The records:
◇ ◇ ◇ ◇

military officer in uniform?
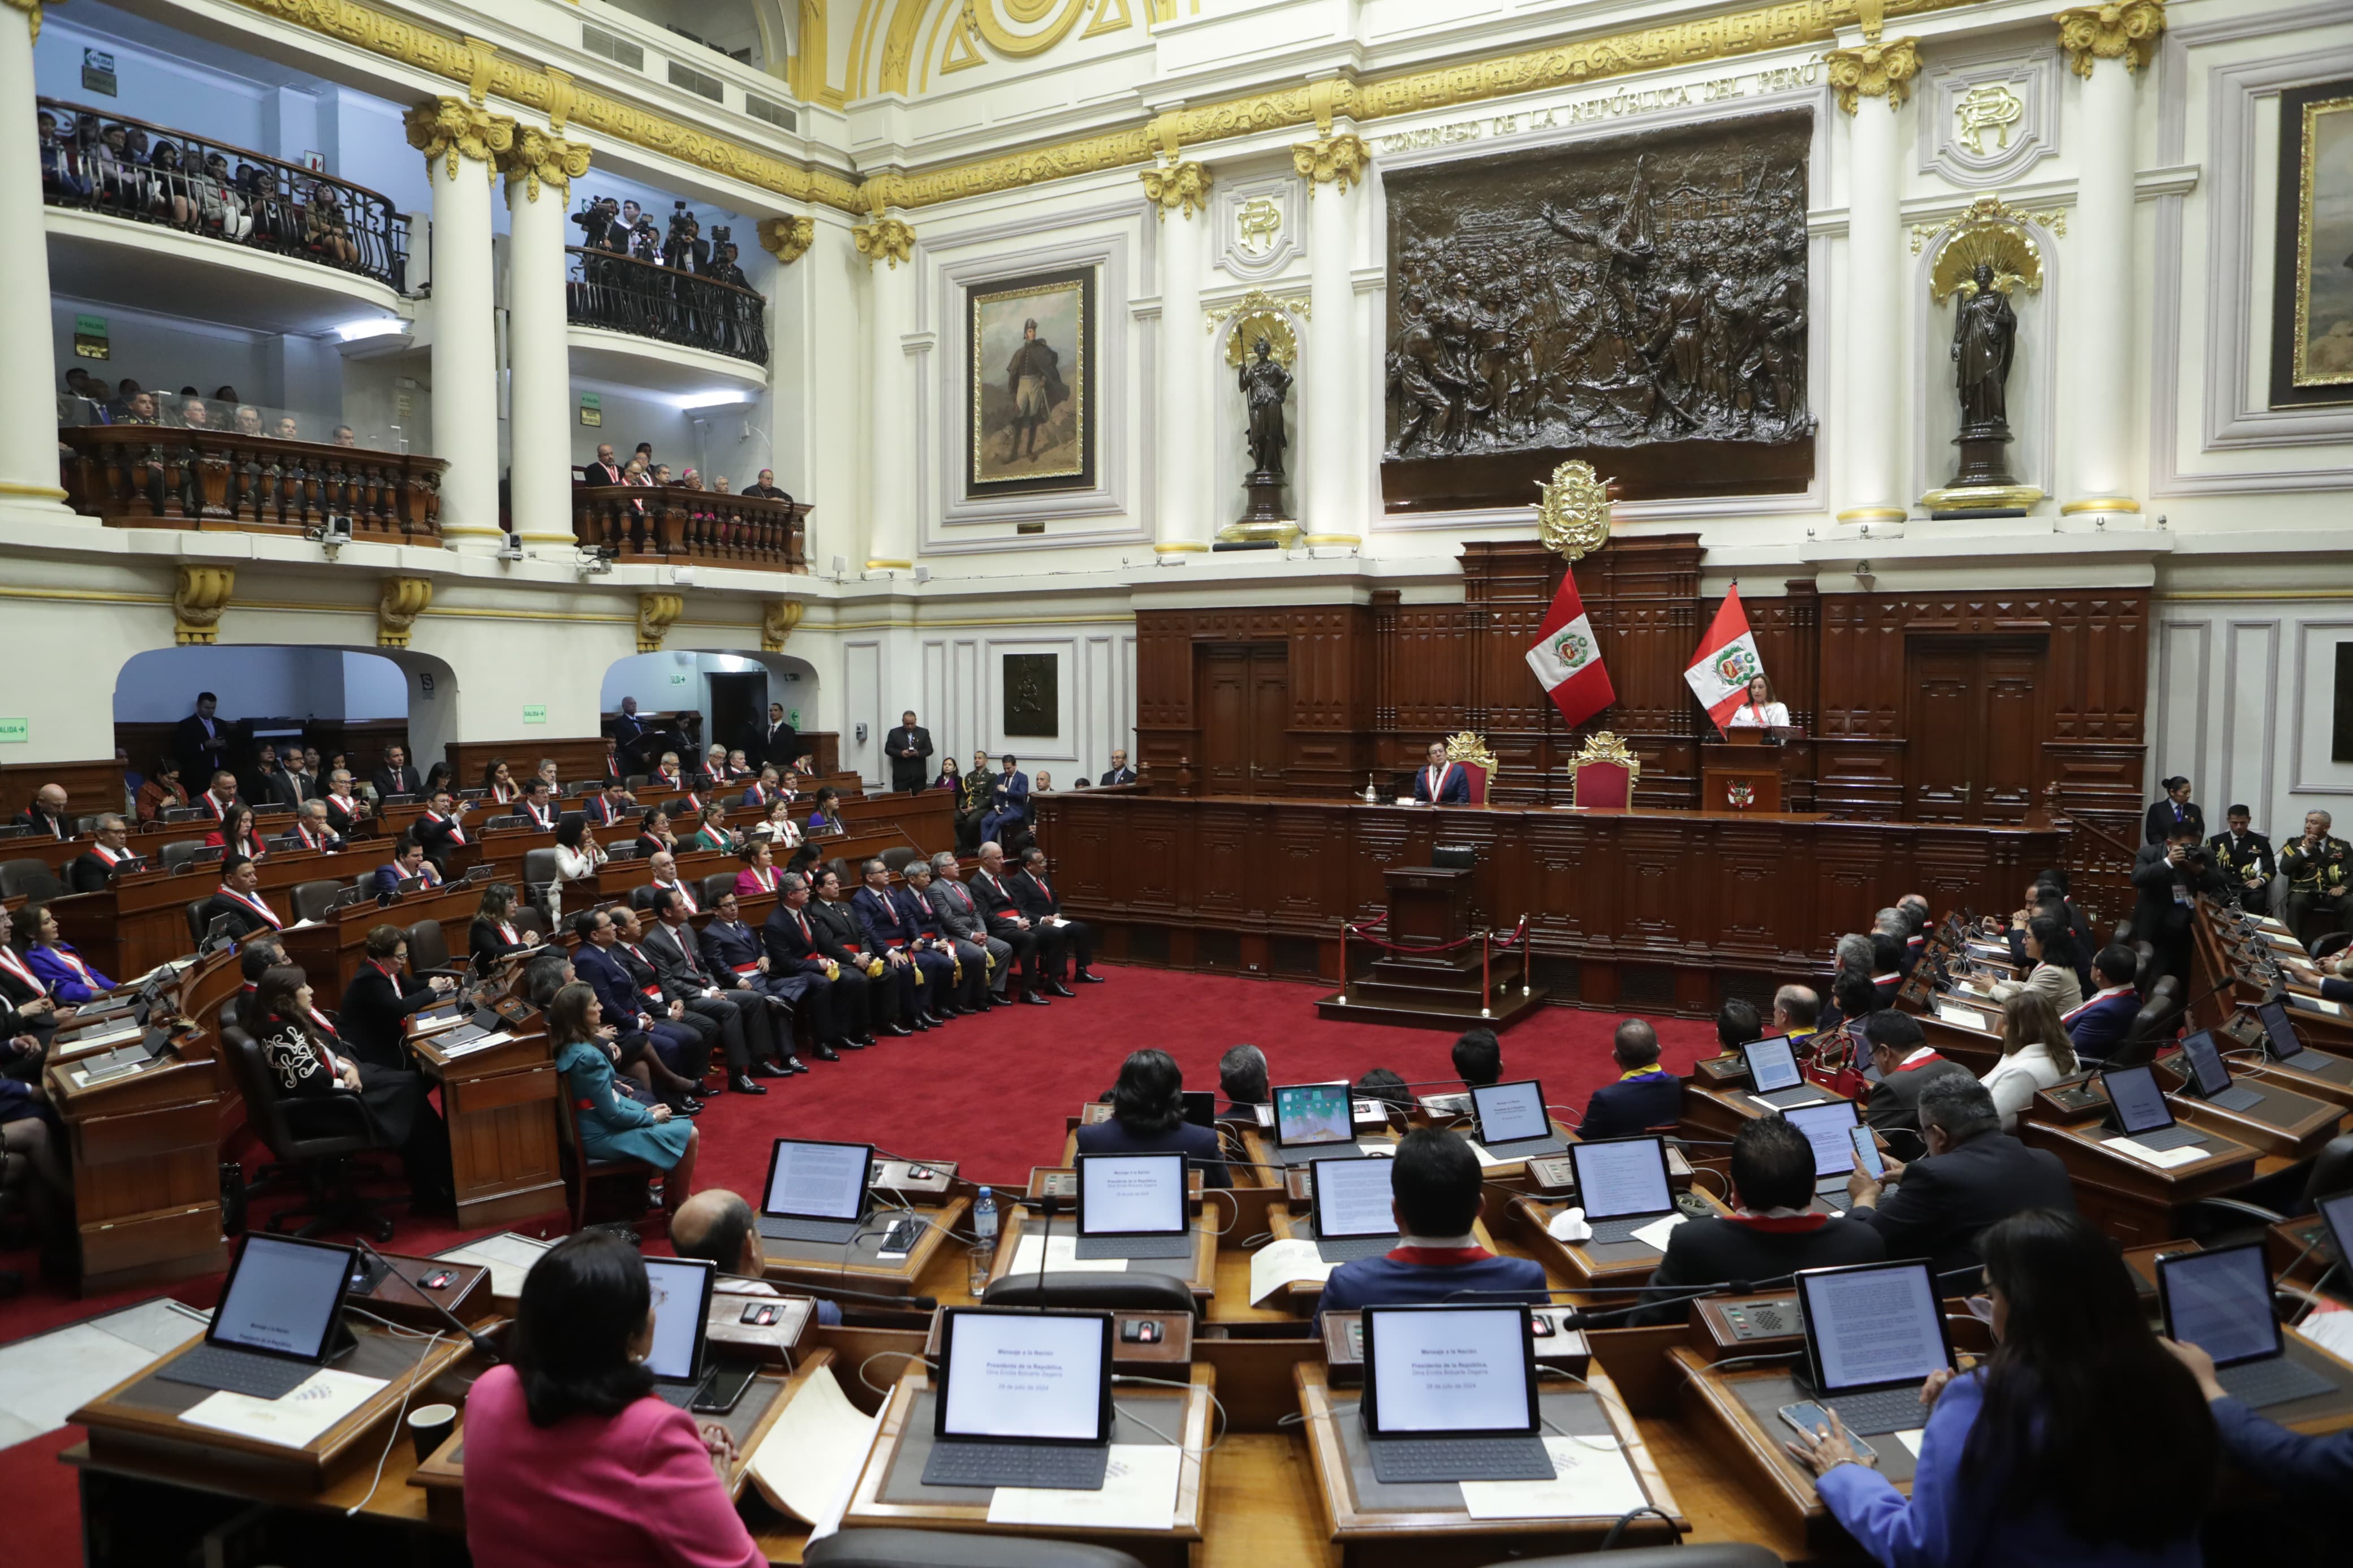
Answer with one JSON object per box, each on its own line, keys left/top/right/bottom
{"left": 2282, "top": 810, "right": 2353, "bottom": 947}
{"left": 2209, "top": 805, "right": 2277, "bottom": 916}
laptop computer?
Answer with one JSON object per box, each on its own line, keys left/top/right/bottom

◇ ◇ ◇ ◇

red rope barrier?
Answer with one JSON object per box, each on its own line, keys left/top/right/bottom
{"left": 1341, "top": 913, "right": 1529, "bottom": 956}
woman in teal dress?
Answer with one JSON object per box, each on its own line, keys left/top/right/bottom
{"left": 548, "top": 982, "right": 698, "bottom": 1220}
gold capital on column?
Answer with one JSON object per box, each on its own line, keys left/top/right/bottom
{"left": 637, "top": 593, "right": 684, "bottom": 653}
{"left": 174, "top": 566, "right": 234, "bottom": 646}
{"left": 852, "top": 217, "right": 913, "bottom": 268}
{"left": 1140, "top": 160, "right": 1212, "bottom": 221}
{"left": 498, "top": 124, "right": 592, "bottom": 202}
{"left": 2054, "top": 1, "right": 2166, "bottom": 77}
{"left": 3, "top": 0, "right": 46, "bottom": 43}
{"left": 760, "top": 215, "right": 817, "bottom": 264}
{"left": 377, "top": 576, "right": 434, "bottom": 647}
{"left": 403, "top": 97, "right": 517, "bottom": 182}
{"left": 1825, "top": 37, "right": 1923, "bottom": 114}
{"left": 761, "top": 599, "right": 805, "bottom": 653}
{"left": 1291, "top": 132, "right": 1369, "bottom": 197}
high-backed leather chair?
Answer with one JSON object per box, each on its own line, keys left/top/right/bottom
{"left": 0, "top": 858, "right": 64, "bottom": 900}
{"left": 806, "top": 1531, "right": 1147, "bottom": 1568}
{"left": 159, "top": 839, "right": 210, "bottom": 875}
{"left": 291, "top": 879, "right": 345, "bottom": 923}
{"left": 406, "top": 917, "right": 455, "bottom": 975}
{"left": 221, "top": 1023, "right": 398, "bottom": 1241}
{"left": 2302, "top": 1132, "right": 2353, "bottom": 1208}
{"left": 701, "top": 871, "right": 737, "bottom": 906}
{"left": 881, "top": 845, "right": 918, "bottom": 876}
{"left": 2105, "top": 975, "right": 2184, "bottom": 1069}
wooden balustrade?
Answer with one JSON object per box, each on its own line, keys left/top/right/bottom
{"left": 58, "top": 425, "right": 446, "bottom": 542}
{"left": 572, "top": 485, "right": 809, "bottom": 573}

◇ ◇ ◇ ◇

Exercise requirements:
Everything starting at the line containing "red rope barrier?" and ending at the line containing "gold capital on column?" in the records above should be repeated exactly, and only that.

Exercise response:
red rope barrier?
Answer with one JSON object per box, each on its own line, keys left/top/right/bottom
{"left": 1341, "top": 913, "right": 1529, "bottom": 956}
woman in teal dress?
Answer with one JSON object per box, each on its own line, keys left/top/right/bottom
{"left": 548, "top": 982, "right": 698, "bottom": 1220}
gold capital on column?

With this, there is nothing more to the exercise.